Stated exercise:
Images must not appear in your copy; reproduce every other part of the records exactly.

====== Listing ======

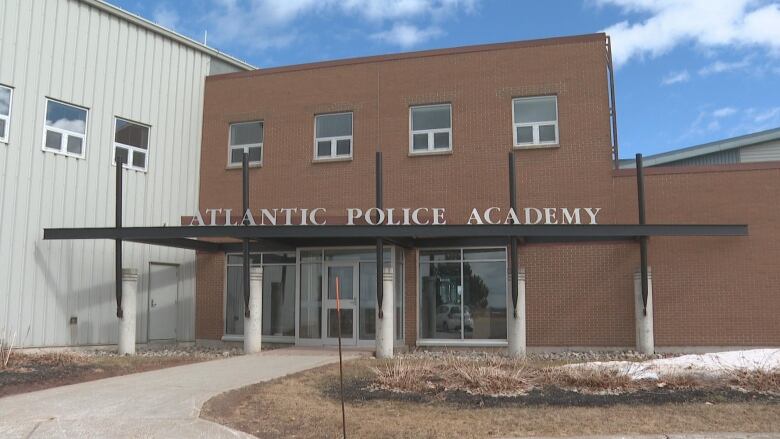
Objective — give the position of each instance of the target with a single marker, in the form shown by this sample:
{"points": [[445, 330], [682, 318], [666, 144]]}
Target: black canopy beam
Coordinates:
{"points": [[380, 251], [118, 240], [513, 259], [186, 243], [559, 231], [245, 241], [640, 192]]}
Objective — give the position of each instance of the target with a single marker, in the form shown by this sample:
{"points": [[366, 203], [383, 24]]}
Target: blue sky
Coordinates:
{"points": [[688, 71]]}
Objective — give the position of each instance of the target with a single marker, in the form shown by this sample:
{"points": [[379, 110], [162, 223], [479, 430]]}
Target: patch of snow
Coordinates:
{"points": [[714, 364]]}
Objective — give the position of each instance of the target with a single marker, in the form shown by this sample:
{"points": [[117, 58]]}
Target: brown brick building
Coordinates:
{"points": [[444, 122]]}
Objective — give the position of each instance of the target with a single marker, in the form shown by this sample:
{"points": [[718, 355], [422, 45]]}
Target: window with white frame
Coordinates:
{"points": [[131, 144], [6, 94], [535, 120], [333, 136], [246, 137], [65, 129], [430, 128]]}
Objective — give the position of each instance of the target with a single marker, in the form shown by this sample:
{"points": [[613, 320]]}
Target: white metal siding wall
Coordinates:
{"points": [[67, 50], [764, 152]]}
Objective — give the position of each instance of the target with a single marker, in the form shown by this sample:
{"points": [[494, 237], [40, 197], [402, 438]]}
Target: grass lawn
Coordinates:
{"points": [[29, 372], [306, 405]]}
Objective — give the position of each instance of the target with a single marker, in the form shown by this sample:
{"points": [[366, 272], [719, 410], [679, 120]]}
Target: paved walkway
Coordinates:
{"points": [[159, 404]]}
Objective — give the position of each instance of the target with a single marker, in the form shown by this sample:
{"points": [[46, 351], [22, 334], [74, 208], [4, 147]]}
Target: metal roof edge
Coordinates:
{"points": [[168, 33], [705, 148]]}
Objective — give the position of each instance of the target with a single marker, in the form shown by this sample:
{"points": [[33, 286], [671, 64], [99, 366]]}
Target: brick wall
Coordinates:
{"points": [[209, 297], [712, 291], [708, 291]]}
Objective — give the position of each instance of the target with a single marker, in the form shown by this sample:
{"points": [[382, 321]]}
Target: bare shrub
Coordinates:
{"points": [[761, 380], [493, 376], [590, 380], [488, 376], [6, 348]]}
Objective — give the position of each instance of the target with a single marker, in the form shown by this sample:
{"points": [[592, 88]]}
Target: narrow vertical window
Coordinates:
{"points": [[131, 144], [6, 94], [65, 129], [535, 120], [246, 137], [430, 128], [333, 136]]}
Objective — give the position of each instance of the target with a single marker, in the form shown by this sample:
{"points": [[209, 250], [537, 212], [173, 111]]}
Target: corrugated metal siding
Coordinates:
{"points": [[716, 158], [67, 50], [763, 152]]}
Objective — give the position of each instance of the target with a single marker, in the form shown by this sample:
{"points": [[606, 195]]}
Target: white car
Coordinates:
{"points": [[448, 318]]}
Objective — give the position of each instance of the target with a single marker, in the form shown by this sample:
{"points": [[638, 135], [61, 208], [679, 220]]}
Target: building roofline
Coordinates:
{"points": [[162, 30], [705, 148], [416, 54]]}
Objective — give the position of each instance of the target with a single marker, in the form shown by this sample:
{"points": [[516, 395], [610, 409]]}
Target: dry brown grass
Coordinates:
{"points": [[492, 375], [498, 375], [764, 381], [296, 406]]}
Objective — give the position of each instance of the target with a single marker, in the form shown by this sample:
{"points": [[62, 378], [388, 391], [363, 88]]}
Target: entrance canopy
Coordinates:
{"points": [[215, 238], [283, 237]]}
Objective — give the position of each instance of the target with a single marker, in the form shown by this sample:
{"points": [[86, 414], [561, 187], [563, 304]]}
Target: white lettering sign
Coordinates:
{"points": [[420, 216]]}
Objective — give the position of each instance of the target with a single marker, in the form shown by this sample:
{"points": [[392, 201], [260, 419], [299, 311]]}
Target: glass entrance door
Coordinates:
{"points": [[347, 274]]}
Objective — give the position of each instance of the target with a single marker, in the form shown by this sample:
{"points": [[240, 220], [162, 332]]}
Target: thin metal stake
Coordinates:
{"points": [[341, 365]]}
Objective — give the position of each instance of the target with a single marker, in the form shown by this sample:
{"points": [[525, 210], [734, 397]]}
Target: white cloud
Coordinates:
{"points": [[723, 112], [407, 35], [166, 17], [724, 66], [676, 77], [712, 123], [760, 117], [707, 23], [262, 24]]}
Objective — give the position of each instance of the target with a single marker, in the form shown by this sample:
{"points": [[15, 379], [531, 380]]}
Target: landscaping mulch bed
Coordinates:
{"points": [[359, 390], [27, 372], [307, 405]]}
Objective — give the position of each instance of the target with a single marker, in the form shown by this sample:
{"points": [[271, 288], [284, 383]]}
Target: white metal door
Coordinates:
{"points": [[163, 301]]}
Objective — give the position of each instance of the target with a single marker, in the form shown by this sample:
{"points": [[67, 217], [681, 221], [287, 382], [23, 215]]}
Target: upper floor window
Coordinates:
{"points": [[333, 136], [430, 128], [5, 112], [535, 120], [131, 144], [65, 129], [246, 137]]}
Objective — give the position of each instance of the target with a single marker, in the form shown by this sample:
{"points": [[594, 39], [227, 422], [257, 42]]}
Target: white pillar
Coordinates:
{"points": [[127, 322], [385, 336], [253, 328], [516, 327], [644, 323]]}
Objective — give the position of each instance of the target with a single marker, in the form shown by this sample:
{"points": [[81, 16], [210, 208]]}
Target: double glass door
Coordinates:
{"points": [[347, 277]]}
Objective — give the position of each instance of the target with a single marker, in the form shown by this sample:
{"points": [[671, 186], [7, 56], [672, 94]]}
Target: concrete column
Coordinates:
{"points": [[516, 326], [253, 328], [385, 335], [644, 323], [127, 322]]}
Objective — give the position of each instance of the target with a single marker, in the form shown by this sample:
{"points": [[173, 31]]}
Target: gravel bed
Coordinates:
{"points": [[568, 356]]}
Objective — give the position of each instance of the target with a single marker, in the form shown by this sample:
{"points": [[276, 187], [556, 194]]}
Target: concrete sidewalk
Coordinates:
{"points": [[158, 404]]}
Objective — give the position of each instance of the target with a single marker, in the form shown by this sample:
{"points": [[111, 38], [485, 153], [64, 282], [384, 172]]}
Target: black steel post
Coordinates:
{"points": [[613, 107], [513, 259], [245, 242], [118, 242], [640, 191], [380, 250]]}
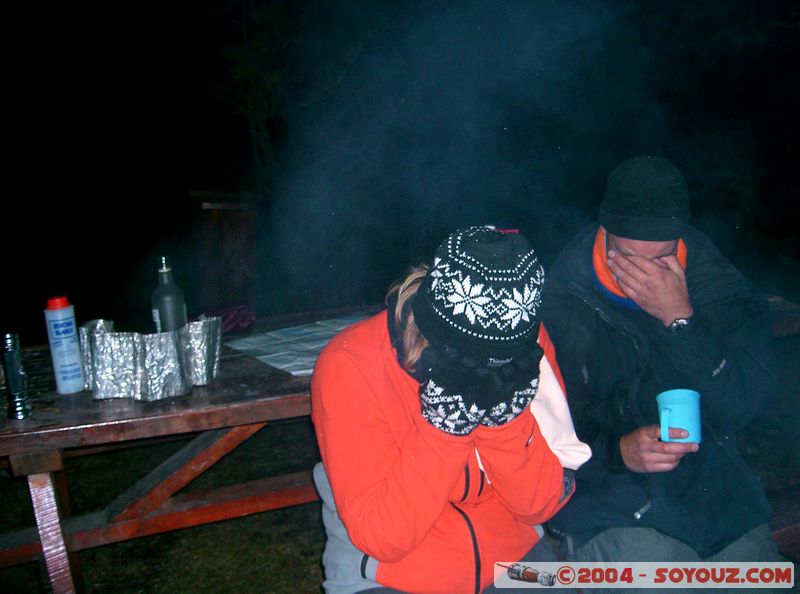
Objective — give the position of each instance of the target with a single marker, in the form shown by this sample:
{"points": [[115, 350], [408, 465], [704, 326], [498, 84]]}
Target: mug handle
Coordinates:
{"points": [[665, 424]]}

======

Output of the task:
Objective — give the position of each instance of the target with a single marker, in the form shown by this sample:
{"points": [[445, 330], [682, 318], [666, 144]]}
Target: black canopy beam
Coordinates:
{"points": [[380, 251], [118, 240], [513, 259], [186, 243], [559, 231], [245, 241], [640, 192]]}
Objective — give the position of each instance of the target with a single marker, in the form shown by this sample:
{"points": [[366, 203], [383, 24]]}
Target: blue sky
Coordinates:
{"points": [[688, 71]]}
Objective — give the position of each instance of the target with a single marker, in the form shown by this sample:
{"points": [[379, 110], [162, 223], [479, 430]]}
Target: patch of snow
Coordinates:
{"points": [[714, 364]]}
Objective — give the position of each instance of the target with a single marker, in the form shown by this sample:
{"points": [[117, 58]]}
Target: brown brick building
Coordinates:
{"points": [[444, 122]]}
Objective — give the position of each instance of the target with a single marker, in the form shown by this sample:
{"points": [[718, 355], [422, 45]]}
Target: window with white frame
Coordinates:
{"points": [[131, 144], [6, 94], [535, 120], [333, 136], [246, 137], [65, 129], [430, 128]]}
Objective — give the position of each instance of the target with a single marker, in the form shown by this sample:
{"points": [[613, 320]]}
Target: white metal siding wall
Coordinates:
{"points": [[67, 50], [764, 152]]}
Objective — give the position of each instance of the target with a single marker, in the form shown by this sample:
{"points": [[494, 237], [40, 197], [402, 438]]}
Target: grass lawn
Coordinates:
{"points": [[29, 372], [306, 405]]}
Objective — give the position of each instance of the target with a single marker, in the form shown by this sample:
{"points": [[366, 272], [719, 410], [679, 120]]}
Target: paved walkway
Coordinates:
{"points": [[159, 404]]}
Objective — give the position of each instance of the target with a single marker, in the form shown by this sample:
{"points": [[46, 351], [22, 334], [74, 208], [4, 147]]}
Target: metal roof edge
Coordinates:
{"points": [[168, 33], [705, 148]]}
Objective — give the position of each instance of the target with a single marker, in the form shown by this sample:
{"points": [[33, 286], [671, 64], [99, 366]]}
Target: brick wall
Coordinates:
{"points": [[209, 297], [712, 291], [708, 291]]}
Objective — give the position of each instance of the target with a single marker, in the form shown by this sample:
{"points": [[382, 321]]}
Target: bare shrub
Coordinates:
{"points": [[761, 380], [493, 376], [590, 380], [488, 376], [6, 348]]}
Objective — give the position of each instance of the target with a single marker, in the form shown by this sample:
{"points": [[592, 88]]}
Target: narrow vertical window
Coordinates:
{"points": [[131, 144], [6, 94], [65, 129], [535, 120], [246, 137], [430, 128], [333, 136]]}
Objective — give the position of each instance of the target with a single marker, in the form shown by this sample:
{"points": [[209, 250], [537, 212], [173, 111]]}
Target: corrugated metal siding
Coordinates:
{"points": [[716, 158], [67, 50], [763, 152]]}
Objective — give the position of each instance of the target with a single marker, in the form shown by this sample:
{"points": [[606, 195]]}
Target: white car
Coordinates:
{"points": [[448, 318]]}
Objective — give the position of each instance of the target with a single marker, in the form shown by this sample:
{"points": [[638, 135], [61, 208], [679, 220]]}
Target: building roofline
Coordinates:
{"points": [[162, 30], [705, 148], [416, 54]]}
Objective — give the position of each instance of the target with a single marker, in the form shown by this sample:
{"points": [[516, 395], [610, 409]]}
Target: dry brown grass
Coordinates:
{"points": [[492, 375], [498, 375], [764, 381], [296, 406]]}
Objective — give the position of each instance of the target with a single marker, in the form shown by this sample:
{"points": [[62, 378], [388, 391], [363, 88]]}
Target: entrance canopy
Coordinates:
{"points": [[215, 238], [283, 237]]}
Objective — give the position of each instance of the target with a single marker, in the form shown by this sample:
{"points": [[86, 414], [561, 187], [563, 304]]}
Target: white lettering sign
Coordinates:
{"points": [[420, 216]]}
Objective — give the position of each instance of the target with a single marker, in the form shown by this sample:
{"points": [[392, 201], [260, 419], [299, 311]]}
Target: glass entrance door
Coordinates:
{"points": [[347, 274]]}
Objective — give the position of each instance of the target with a single marker, in the form shown by this sample:
{"points": [[240, 220], [162, 332]]}
Target: thin metal stake
Coordinates:
{"points": [[341, 365]]}
Objective — give the position of each instance of the target with a single marker, in the form shown by this sample:
{"points": [[525, 210], [734, 397]]}
Target: white cloud
Coordinates:
{"points": [[723, 112], [407, 35], [166, 17], [724, 66], [676, 77], [712, 123], [760, 117], [707, 23], [262, 24]]}
Objective — give the position of each instance of the target with a single marker, in the form shown by this sample:
{"points": [[15, 379], [531, 380]]}
Target: landscaping mulch bed
Coordinates:
{"points": [[359, 390], [27, 372], [307, 405]]}
Objective — give the position of each instance of the target with a single marker, in the form shown by this sample:
{"points": [[271, 288], [284, 383]]}
Target: white metal door
Coordinates:
{"points": [[163, 301]]}
Objective — give the position of each instance of the target with a single marker, in the form shown by this sample:
{"points": [[67, 217], [681, 221], [287, 382], [23, 215]]}
Target: upper floor window
Coordinates:
{"points": [[333, 136], [430, 128], [5, 112], [535, 120], [131, 144], [65, 129], [246, 137]]}
Objective — give the position of each instance of the target with a single marker, in the form shown by this sample:
{"points": [[594, 39], [227, 422], [257, 42]]}
Target: white pillar
Coordinates:
{"points": [[127, 322], [385, 336], [253, 328], [516, 327], [644, 323]]}
Objective — give the position of each instance of the target with a single marker, in the form shown by this sample:
{"points": [[81, 16], [210, 208]]}
Target: double glass door
Coordinates:
{"points": [[347, 277]]}
Objective — give the position of each instance of the target with a single marker, in the form shown by this sample:
{"points": [[671, 186], [7, 56], [672, 94]]}
Target: concrete column
Coordinates:
{"points": [[516, 326], [253, 328], [385, 335], [644, 323], [127, 322]]}
Objective — give the position of each instance of the target with a single marker, in the form shown by this sample:
{"points": [[173, 31]]}
Target: gravel bed
Coordinates:
{"points": [[568, 356]]}
Objective — give the position of each instance of the target with a single marker, in the form shown by this sample:
{"points": [[276, 187], [556, 194]]}
Target: concrete sidewalk
Coordinates:
{"points": [[158, 404]]}
Objective — give the position of each instance of the target with a single marker, in the form shown by this sample:
{"points": [[111, 38], [485, 153], [64, 282], [384, 172]]}
Target: black steel post
Coordinates:
{"points": [[613, 107], [513, 259], [245, 242], [118, 242], [640, 191], [380, 250]]}
Objective — give the position of each instance of the target with a single marker, in the form shown by this sample:
{"points": [[115, 350], [408, 465], [704, 326], [498, 84]]}
Target: mug handle
Coordinates:
{"points": [[665, 424]]}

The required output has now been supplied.